=== What the task asks ===
Read through the listing and copy every line that contains the word "coordinate".
++++ Material for this exercise ++++
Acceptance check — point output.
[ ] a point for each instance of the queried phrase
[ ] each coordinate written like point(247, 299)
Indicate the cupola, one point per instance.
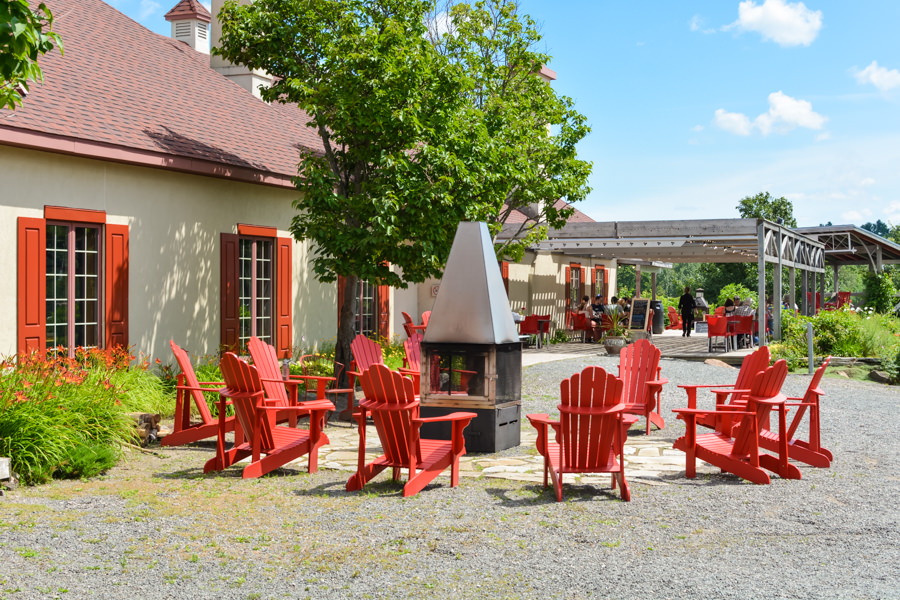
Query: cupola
point(190, 24)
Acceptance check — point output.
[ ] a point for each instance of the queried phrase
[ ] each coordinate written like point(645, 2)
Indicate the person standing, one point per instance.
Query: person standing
point(686, 308)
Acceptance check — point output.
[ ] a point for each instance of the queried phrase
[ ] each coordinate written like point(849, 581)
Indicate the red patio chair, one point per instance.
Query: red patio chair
point(590, 434)
point(390, 399)
point(268, 445)
point(718, 328)
point(188, 390)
++++
=== Exercise solution ===
[ ] each coordinate written like point(247, 299)
[ ] each coordinate written like point(645, 2)
[ ] each coordinate written like point(849, 581)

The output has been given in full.